▸ **Stated goal A**
From the thread on fundamental groups of noncompact surfaces, extract word for word the passage starting with "If you assume" and going on through "(2004), p. 1–24.".
▸ **Stated goal B**
Write what comes next in the thread on fundamental groups of noncompact surfaces, picking up right after its final sentence.

** Start of Given passage **

Fundamental groups of noncompact surfaces

I'm reluctant to advertise, but since no one else has answered yet, I'll mention the proof on pp. 142--144 of my book Classical Topology and Combinatorial Group Theory.

If you assume the existence of smooth structure on a noncompact surface then it is easy to show the existence of a proper morse function with no local maximum.This shows that the surface is homotopic to a one dim CW complex. This is the smooth version of Igor's answer.

EDIT BY ANDY PUTMAN: Mohan isn't registered and thus isn't able to comment, but he sent me an email with more details. The result is true in all dimensions : any noncompact smooth n-manifold is homotopy equivalent to an n-1 complex. The key is to construct a strictly subharmonic morse exhaustion function. The subharmonicity prevents the function from having local maxima. Details of this can be found in his paper "Elementary Construction of Exhausting Subsolutions of Ellitpic Operators", which was joint with Napier and was published in L’Enseignement Math´ematique, t. 50 (2004), p. 1–24.

I just ran across this question, and thought I would give a precise version of the proof Ilya suggested. I believe I learned this proof in Richie Miller's topology course, Michigan State University, 1977 or so.

Choose a triangulation of the surface $S$, equipped with the simplicial metric. Choose a maximal one-ended subtree $T$ of the dual 1-skeleton $S^{(1)}$. The subtree $T$ contains every dual $0$-cell, that is, the barycenter of every 2-simplex. Also, $T$ contains dual 1-cells crossing certain $1$-simplices. Let $U$ be the union of the open 2-simplices and open 1-simplices that contain a point of $T$. The metric completion of $U$, denoted $\bar U$, is a closed disc with one boundary point removed, and so there is a deformation retraction from $\bar U$ onto its boundary $\partial \bar U$. Attaching $\bar U$ to $S - U$ in the obvious way to form the surface $S$, the deformation retraction $\bar U \to \partial\bar U$ induces a deformation retraction of $S$ onto $S-U$, wnich is a subcomplex of the 1-skeleton.

** End of Given passage **
** Start of Listed records **

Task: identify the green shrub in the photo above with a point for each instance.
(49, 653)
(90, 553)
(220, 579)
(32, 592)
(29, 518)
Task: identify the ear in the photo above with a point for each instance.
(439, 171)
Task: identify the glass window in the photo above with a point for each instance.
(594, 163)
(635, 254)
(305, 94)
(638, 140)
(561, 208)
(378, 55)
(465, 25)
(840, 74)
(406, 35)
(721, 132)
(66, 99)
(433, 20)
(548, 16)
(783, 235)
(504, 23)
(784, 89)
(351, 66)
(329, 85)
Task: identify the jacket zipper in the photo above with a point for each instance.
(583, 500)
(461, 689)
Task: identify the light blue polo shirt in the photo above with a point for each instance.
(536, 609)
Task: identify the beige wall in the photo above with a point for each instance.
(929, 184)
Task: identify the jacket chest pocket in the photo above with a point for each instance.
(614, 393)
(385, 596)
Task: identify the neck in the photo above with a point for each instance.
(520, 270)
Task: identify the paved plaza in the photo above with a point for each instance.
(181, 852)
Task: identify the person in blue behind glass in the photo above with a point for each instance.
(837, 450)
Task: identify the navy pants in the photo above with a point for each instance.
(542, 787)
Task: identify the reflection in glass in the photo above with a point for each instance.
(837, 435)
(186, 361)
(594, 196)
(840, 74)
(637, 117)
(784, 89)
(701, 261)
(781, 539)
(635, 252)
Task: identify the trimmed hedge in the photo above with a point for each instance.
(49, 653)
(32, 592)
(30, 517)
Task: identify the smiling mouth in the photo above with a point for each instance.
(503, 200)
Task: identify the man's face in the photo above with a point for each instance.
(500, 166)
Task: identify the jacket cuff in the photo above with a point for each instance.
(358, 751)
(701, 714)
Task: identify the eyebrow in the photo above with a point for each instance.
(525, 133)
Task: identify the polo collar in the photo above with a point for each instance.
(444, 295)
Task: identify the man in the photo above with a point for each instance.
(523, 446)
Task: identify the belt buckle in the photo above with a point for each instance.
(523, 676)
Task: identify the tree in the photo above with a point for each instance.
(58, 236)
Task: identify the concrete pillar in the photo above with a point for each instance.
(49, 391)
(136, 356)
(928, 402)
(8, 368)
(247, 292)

** End of Listed records **
** Start of Listed records **

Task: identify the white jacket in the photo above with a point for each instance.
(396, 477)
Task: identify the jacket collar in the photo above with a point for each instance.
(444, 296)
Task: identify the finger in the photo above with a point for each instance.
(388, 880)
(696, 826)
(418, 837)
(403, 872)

** End of Listed records **

▸ **Task answer A**
If you assume the existence of smooth structure on a noncompact surface then it is easy to show the existence of a proper morse function with no local maximum.This shows that the surface is homotopic to a one dim CW complex. This is the smooth version of Igor's answer.

EDIT BY ANDY PUTMAN: Mohan isn't registered and thus isn't able to comment, but he sent me an email with more details. The result is true in all dimensions : any noncompact smooth n-manifold is homotopy equivalent to an n-1 complex. The key is to construct a strictly subharmonic morse exhaustion function. The subharmonicity prevents the function from having local maxima. Details of this can be found in his paper "Elementary Construction of Exhausting Subsolutions of Ellitpic Operators", which was joint with Napier and was published in L’Enseignement Math´ematique, t. 50 (2004), p. 1–24.

▸ **Task answer B**
By the way, the subtree $T \subset S^{(1)}$ can be constructed by an explicit process. Enumerate the dual $0$-cells $v_1,v_2,\ldots \in S^{(1)}$. Construct one-ended subtrees $T_1,T_2,\ldots \subset S^{(1)}$ as follows. $T_1$ is any proper ray based at $v_1$. If $v_n \in T_{n-1}$ then $T_n = T_{n-1}$. If $v_n \not\in T_{n-1}$, let $T_n$ be the union of $T_{n-1}$ with any arc $\alpha \subset S^{(1)}$ having one endpoint at $v_n$ and intersecting $T_{n-1}$ in its opposite endpoint. Each $T_n$ is a one-ended tree by induction, and since the radius $r$ neighborhood of $v_1$ in $T_n$ stabilizes as $n \to \infty$, it follows that $T = \cup_n T_n$ is a one-ended subtree of $S^{(1)}$, and it is maximal because it contains each $v_i$.

I think this proof generalizes to any dimension, to give the theorem that Igor Belegradek refers to.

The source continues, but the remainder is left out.